Meet UConn’s MFA Studio Art Class of 2024. Working in a broad range of art making, the class features:
Logan Ray Bishop utilizes printmaking to examine process, word, and the tactility factors of art’s total image. He focuses on poetics, explorations of print, and their interaction with drawing to materialize form.
Jennifer Davies is a photographer and multimedia artist who enjoys engaging with themes of surrealism and ambiguous narrative. Primarily working with film photography, she walks the line between documentary and staged compositions, questioning the real, observable world by seeking out and interacting with its subtle curiosities.
Kenneth Heyne’s paintings and ceramics confront the history of abstract painting. His work simultaneously considers domestic wares and ideas around utopia.

• **Excerpts of bounding box data**:
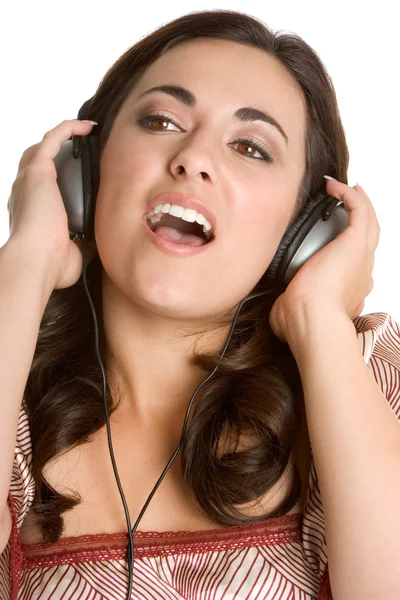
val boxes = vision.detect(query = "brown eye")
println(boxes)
[149,119,168,129]
[137,115,179,131]
[233,139,274,163]
[238,142,257,156]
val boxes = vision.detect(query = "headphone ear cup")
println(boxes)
[264,192,349,293]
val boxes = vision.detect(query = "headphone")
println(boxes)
[54,98,349,600]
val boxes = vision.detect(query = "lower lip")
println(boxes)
[142,217,213,256]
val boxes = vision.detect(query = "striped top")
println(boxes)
[0,313,400,600]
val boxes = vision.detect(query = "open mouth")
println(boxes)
[146,211,214,246]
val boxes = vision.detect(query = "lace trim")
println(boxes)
[21,513,303,570]
[8,492,24,600]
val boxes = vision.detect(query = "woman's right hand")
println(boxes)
[7,119,95,289]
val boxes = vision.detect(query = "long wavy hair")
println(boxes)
[23,10,349,542]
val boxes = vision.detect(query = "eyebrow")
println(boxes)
[138,85,289,145]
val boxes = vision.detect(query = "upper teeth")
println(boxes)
[146,202,211,234]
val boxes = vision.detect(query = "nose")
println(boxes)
[170,136,217,183]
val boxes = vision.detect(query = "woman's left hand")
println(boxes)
[269,180,380,342]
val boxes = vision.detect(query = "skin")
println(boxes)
[95,39,306,440]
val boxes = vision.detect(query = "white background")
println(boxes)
[0,0,400,322]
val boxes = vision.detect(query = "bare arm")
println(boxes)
[288,306,400,600]
[0,240,55,552]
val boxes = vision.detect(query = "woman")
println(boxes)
[0,11,400,600]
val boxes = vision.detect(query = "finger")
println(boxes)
[326,179,370,235]
[30,119,97,168]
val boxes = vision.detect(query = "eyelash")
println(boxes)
[137,114,274,163]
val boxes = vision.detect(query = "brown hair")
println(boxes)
[24,10,349,542]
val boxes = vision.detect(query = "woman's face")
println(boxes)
[95,39,306,320]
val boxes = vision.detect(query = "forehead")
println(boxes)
[130,38,306,140]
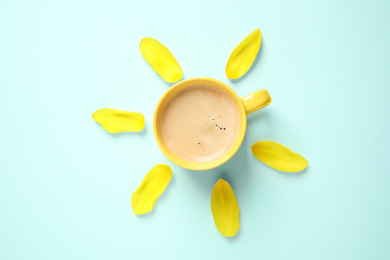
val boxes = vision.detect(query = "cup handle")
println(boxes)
[241,89,272,115]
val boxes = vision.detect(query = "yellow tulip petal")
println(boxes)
[131,164,172,215]
[139,37,183,83]
[211,179,240,237]
[92,108,145,134]
[251,141,309,172]
[225,29,261,79]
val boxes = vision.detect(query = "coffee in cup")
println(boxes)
[161,85,240,163]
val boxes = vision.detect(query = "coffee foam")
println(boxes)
[161,85,240,163]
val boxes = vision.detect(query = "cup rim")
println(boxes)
[153,77,247,171]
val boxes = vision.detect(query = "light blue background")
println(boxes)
[0,0,390,260]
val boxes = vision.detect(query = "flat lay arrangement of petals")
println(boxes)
[92,29,309,237]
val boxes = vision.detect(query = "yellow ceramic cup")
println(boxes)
[153,78,271,171]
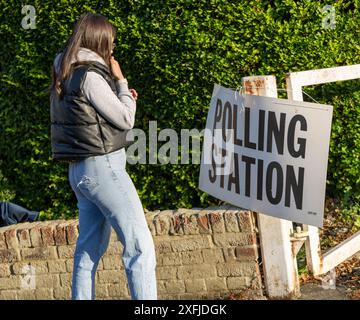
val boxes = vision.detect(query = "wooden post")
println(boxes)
[286,73,321,276]
[242,76,300,298]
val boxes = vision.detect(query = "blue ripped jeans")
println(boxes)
[69,148,157,300]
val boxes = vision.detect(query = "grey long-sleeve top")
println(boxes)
[54,48,136,129]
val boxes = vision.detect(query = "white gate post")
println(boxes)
[242,76,300,298]
[286,73,321,276]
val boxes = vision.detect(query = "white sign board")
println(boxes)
[199,84,332,227]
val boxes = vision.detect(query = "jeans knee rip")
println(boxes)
[77,175,99,191]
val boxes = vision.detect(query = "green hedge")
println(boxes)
[0,0,360,218]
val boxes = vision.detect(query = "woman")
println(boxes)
[51,13,157,300]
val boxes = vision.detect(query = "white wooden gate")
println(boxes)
[242,65,360,299]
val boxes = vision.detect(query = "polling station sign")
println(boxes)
[199,84,333,227]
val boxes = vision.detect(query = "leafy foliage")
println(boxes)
[0,0,360,219]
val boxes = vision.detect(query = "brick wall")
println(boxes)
[0,206,262,299]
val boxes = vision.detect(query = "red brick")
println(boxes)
[17,229,31,247]
[197,214,211,234]
[5,229,19,249]
[0,249,19,263]
[54,224,67,245]
[0,233,7,250]
[66,224,78,244]
[41,226,55,246]
[235,246,258,260]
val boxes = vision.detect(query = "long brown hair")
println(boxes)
[51,13,116,98]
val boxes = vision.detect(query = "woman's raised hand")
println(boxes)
[110,56,124,80]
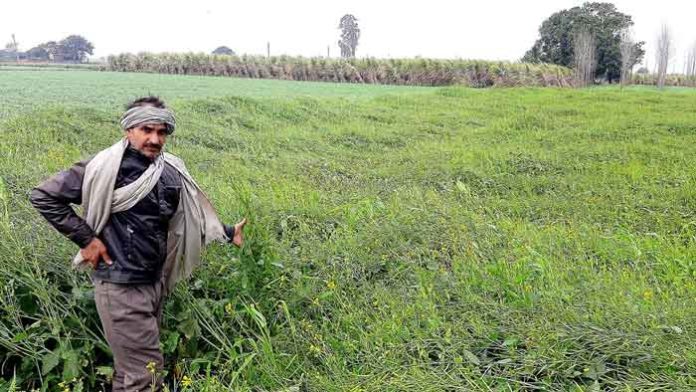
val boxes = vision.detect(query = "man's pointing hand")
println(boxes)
[80,237,112,269]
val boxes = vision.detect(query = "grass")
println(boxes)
[0,71,696,391]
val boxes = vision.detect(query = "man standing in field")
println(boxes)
[31,97,246,392]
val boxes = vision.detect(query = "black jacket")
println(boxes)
[30,147,234,284]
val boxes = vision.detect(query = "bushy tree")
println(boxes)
[523,3,645,82]
[338,14,360,58]
[56,35,94,63]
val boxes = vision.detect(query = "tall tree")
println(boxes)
[655,24,674,88]
[338,14,360,58]
[56,35,94,63]
[620,30,636,85]
[523,2,645,82]
[686,42,696,79]
[573,30,596,86]
[5,34,19,62]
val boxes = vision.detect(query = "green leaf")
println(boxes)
[97,366,114,381]
[464,350,481,366]
[41,348,60,376]
[177,314,201,339]
[162,331,179,354]
[62,350,80,380]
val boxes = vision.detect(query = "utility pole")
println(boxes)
[12,33,19,62]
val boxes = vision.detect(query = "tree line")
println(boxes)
[0,34,94,63]
[522,2,696,87]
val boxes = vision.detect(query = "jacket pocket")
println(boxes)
[126,224,134,261]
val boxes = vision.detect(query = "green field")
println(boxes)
[0,70,696,391]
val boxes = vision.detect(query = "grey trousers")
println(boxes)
[94,280,164,392]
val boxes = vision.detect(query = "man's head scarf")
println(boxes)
[121,105,176,135]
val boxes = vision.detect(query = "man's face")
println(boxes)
[126,124,167,159]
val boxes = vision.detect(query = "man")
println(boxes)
[31,97,246,392]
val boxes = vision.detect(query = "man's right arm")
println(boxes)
[29,161,96,248]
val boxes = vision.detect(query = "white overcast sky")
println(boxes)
[0,0,696,71]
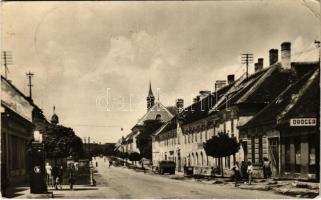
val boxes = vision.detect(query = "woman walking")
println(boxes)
[247,162,253,185]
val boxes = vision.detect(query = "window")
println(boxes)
[251,137,255,163]
[294,137,301,172]
[231,119,234,134]
[309,135,320,174]
[205,129,207,141]
[259,136,263,163]
[285,140,291,172]
[156,114,162,121]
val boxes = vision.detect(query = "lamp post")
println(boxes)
[29,131,47,194]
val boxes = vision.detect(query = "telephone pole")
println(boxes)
[26,71,34,99]
[314,40,320,64]
[1,51,12,79]
[241,53,253,78]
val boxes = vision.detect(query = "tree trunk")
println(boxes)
[220,158,224,177]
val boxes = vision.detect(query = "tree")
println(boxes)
[44,125,83,161]
[203,132,240,176]
[136,120,163,160]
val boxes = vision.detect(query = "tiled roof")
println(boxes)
[278,69,320,124]
[166,106,178,116]
[153,116,177,136]
[210,68,270,113]
[239,67,316,129]
[136,102,174,125]
[180,83,233,124]
[236,63,291,104]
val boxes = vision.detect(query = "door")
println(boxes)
[269,137,279,176]
[177,150,182,172]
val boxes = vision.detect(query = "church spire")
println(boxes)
[51,106,59,125]
[148,81,154,97]
[146,81,155,110]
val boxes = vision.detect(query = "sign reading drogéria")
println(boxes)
[290,118,317,126]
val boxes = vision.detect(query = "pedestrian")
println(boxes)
[211,167,215,178]
[45,162,53,186]
[232,162,240,187]
[51,165,59,190]
[56,165,64,189]
[247,162,253,185]
[68,164,76,190]
[263,158,272,179]
[241,161,248,181]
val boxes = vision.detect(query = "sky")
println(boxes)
[1,0,320,143]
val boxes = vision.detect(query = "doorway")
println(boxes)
[269,137,279,176]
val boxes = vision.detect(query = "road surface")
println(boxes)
[50,158,288,199]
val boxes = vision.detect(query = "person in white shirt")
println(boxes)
[45,162,53,186]
[247,162,253,185]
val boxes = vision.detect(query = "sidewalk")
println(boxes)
[129,166,320,198]
[192,177,320,198]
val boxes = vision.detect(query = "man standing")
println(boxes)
[46,162,53,186]
[247,162,253,185]
[232,162,240,187]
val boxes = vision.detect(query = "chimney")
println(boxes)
[227,74,235,85]
[193,95,201,103]
[269,49,279,66]
[257,58,263,71]
[199,90,211,99]
[254,63,259,72]
[176,99,184,112]
[281,42,291,69]
[214,80,226,92]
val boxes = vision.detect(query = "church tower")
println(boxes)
[51,106,59,125]
[146,82,155,110]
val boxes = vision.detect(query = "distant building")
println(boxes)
[117,83,176,158]
[239,62,320,179]
[1,76,47,183]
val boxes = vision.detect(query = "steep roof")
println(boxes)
[180,83,234,124]
[237,63,291,104]
[277,69,320,124]
[209,68,270,113]
[239,67,319,129]
[135,102,174,126]
[152,116,177,136]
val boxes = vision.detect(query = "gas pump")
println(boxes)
[29,131,47,194]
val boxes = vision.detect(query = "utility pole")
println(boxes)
[314,40,321,64]
[241,53,253,78]
[1,51,12,79]
[84,137,87,155]
[87,137,90,153]
[26,71,34,99]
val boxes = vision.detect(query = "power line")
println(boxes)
[1,51,12,79]
[26,71,35,99]
[65,124,123,129]
[241,53,253,78]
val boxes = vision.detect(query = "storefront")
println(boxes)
[281,127,320,179]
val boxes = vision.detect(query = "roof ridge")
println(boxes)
[237,65,279,103]
[276,69,319,122]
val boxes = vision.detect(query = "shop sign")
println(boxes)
[290,118,317,126]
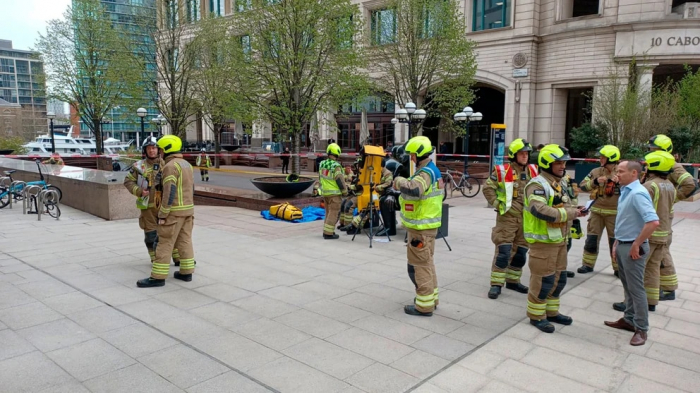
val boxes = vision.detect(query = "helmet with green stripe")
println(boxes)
[537,144,571,169]
[405,136,433,160]
[644,150,676,174]
[649,134,673,153]
[598,145,620,164]
[508,138,532,161]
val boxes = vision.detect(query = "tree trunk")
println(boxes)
[292,131,301,175]
[214,126,223,169]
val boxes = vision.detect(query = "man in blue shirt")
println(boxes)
[605,161,659,346]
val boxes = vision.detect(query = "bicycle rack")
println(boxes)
[10,180,27,209]
[22,185,42,214]
[37,189,60,221]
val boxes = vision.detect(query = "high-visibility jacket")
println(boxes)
[494,164,537,215]
[197,154,211,168]
[644,174,676,243]
[318,158,344,196]
[158,153,194,219]
[523,175,568,243]
[399,161,444,231]
[124,158,163,210]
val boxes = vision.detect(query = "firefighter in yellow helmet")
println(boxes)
[523,145,586,333]
[136,135,195,288]
[394,136,445,317]
[314,143,348,239]
[578,145,620,276]
[649,134,697,300]
[124,137,164,263]
[613,151,676,312]
[484,138,537,299]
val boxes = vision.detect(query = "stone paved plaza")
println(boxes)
[0,195,700,393]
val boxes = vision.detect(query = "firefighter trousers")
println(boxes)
[340,197,357,225]
[660,230,678,292]
[644,242,668,306]
[406,229,439,312]
[583,212,617,271]
[323,195,341,235]
[139,207,180,263]
[527,241,567,321]
[151,215,194,279]
[491,213,529,287]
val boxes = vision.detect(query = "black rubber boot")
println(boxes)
[530,319,554,333]
[576,265,593,274]
[659,291,676,300]
[547,314,574,326]
[403,304,433,317]
[173,272,192,282]
[506,282,529,293]
[136,277,165,288]
[489,285,501,299]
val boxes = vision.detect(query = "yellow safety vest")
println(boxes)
[523,176,566,243]
[496,164,537,215]
[318,158,341,196]
[399,162,444,231]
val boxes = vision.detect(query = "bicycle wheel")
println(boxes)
[46,185,63,202]
[46,203,61,218]
[459,177,481,198]
[0,187,10,209]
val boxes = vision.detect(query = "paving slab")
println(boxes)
[0,198,700,393]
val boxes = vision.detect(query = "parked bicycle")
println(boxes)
[442,169,481,198]
[0,160,63,209]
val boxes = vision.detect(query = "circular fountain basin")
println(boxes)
[250,176,316,198]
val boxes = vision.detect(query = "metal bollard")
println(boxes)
[22,185,42,214]
[37,190,58,221]
[10,180,27,209]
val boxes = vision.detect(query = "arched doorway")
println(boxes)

• **DIRECTIONS**:
a) Answer these questions from the text on UConn's MFA Studio Art Class of 2024:
(i) Which medium does Logan Ray Bishop use?
(ii) What kind of photography does Jennifer Davies primarily work with?
(iii) In which two forms does Kenneth Heyne make his work?
b) Extend the text on UConn's MFA Studio Art Class of 2024 past its final sentence.
None of the lines are needed here.

• **FINAL ANSWERS**:
a)
(i) Printmaking.
(ii) Film photography.
(iii) Paintings and ceramics.

b)
Rossie Stearns is a multidisciplinary artist from Austin, TX, whose process-heavy practice explores tensions between dualities by bringing together traditional modes of painting and material experimentation. Stearns received her BFA from the University of Texas at Austin in 2014.
Noah S. Thompson is an image-maker and storyteller who uses literature and photography to investigate the relationship between person and place. They take inspiration from mythology and folktales to document the environment and find the familiar in the unknown.
UConn’s MFA Studio Art program is a fully-funded three-year graduate program that supports a broad range of art making, including painting/drawing, photography/video,
sculpture/ceramics, and printmaking, with an international faculty and generous facilities in a rural environment. The school’s central location in Southern New England makes it easy for students to take day trips to New York, Boston, Providence, Hartford, and New Haven. The program culminates with an exhibition in a New York City gallery and a thesis exhibition in UConn’s William Benton Museum of Art.To learn more about UConn’s MFA Studio Art program, visit art.uconn.edu.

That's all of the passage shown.